Record list start
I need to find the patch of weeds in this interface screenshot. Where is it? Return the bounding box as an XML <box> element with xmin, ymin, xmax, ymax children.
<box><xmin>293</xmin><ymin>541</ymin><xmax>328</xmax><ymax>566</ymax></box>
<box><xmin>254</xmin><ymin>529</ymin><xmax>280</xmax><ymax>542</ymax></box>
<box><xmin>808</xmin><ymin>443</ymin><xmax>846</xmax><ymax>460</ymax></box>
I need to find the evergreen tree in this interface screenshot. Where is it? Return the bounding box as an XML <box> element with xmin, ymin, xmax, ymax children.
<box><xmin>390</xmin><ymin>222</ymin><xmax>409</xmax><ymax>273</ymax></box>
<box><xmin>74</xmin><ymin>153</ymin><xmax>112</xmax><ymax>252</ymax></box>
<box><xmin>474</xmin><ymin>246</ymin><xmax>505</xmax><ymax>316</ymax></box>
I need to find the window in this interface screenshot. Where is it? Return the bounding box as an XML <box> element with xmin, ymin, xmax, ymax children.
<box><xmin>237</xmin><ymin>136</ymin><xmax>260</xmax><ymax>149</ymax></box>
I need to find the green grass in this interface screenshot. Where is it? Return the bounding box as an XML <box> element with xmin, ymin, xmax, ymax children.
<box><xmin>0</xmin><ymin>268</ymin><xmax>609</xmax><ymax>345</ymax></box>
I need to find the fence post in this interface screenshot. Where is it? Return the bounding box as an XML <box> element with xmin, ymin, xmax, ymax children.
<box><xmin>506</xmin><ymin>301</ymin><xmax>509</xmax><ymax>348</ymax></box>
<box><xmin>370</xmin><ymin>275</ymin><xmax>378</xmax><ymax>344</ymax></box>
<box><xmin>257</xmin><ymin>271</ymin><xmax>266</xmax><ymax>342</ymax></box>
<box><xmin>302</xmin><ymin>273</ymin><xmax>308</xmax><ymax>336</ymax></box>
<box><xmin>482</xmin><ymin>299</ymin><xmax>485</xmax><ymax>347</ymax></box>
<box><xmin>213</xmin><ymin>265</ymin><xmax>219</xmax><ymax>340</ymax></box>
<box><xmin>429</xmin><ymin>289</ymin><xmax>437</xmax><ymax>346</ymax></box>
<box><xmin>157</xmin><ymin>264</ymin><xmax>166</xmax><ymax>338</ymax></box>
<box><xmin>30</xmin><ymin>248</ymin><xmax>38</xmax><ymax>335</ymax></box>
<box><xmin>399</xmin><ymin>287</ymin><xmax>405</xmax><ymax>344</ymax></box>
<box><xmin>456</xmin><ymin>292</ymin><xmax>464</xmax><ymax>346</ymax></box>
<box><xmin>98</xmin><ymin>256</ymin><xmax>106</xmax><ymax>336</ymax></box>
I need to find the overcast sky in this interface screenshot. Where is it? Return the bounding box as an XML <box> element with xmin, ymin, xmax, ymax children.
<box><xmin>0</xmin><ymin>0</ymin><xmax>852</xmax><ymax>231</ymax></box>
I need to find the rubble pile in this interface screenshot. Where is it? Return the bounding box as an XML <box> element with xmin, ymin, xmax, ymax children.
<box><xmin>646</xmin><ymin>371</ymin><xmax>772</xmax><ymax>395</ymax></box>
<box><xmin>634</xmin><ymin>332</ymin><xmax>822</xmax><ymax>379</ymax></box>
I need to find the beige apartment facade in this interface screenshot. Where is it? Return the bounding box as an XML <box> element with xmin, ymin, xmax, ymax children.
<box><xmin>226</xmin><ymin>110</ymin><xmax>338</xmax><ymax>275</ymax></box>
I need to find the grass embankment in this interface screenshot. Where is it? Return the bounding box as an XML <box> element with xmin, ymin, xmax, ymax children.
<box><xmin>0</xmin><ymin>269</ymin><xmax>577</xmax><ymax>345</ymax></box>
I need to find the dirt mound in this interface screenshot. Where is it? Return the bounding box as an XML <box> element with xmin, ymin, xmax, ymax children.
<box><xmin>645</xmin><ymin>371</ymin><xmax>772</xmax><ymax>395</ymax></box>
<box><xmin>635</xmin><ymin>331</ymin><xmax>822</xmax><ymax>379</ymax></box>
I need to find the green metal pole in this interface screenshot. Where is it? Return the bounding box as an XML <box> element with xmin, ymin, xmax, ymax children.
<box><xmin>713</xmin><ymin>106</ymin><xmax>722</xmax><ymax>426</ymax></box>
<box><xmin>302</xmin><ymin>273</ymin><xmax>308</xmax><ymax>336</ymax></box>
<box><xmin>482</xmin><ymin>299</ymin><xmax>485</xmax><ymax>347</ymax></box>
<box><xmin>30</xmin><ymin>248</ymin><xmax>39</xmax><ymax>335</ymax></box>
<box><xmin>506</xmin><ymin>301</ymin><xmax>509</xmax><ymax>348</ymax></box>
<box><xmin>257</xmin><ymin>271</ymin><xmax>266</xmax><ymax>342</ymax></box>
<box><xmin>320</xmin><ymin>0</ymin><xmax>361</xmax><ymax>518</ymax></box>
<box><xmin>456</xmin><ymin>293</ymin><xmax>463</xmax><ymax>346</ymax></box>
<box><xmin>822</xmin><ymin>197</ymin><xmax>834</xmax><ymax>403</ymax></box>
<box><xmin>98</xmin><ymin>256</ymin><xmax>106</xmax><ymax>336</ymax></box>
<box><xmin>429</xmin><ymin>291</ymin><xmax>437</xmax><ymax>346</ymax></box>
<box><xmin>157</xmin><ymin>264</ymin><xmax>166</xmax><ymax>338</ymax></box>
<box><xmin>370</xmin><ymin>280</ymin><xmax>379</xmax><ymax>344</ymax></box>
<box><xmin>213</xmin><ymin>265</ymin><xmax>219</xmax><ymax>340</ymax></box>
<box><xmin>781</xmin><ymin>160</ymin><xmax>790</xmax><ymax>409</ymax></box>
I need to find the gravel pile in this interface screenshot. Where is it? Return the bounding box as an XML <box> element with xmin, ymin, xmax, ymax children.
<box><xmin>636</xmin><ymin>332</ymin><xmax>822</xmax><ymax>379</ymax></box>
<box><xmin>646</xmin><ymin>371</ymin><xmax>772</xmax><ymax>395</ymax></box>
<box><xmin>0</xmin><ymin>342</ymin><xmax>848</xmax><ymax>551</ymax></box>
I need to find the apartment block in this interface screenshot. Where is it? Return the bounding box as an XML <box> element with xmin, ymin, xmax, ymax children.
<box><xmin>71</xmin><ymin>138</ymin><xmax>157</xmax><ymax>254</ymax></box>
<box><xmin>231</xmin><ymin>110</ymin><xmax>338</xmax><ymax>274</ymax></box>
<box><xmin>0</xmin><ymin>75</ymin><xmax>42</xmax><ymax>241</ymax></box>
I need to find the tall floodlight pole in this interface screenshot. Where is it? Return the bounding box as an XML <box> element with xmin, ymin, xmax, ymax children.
Record list end
Given problem – Rescale the stretch from the line containing "I need to find the apartment" through the end of the items, including both ends. Write out every line again, requests included, and multiply each coordinate in the answers by 1.3, rounding to whole numbers with halves rounded up.

Answer to this problem –
I need to find the apartment block in this interface screenshot. Where is it? Return the bounding box as an XML <box> element with xmin, ymin, xmax, ymax children.
<box><xmin>92</xmin><ymin>179</ymin><xmax>204</xmax><ymax>330</ymax></box>
<box><xmin>300</xmin><ymin>143</ymin><xmax>439</xmax><ymax>356</ymax></box>
<box><xmin>0</xmin><ymin>98</ymin><xmax>55</xmax><ymax>313</ymax></box>
I need to find the tall floodlight pole in this interface screenshot. Where is it? Return the bounding box as an XML <box> element with xmin, ymin, xmax, ymax children.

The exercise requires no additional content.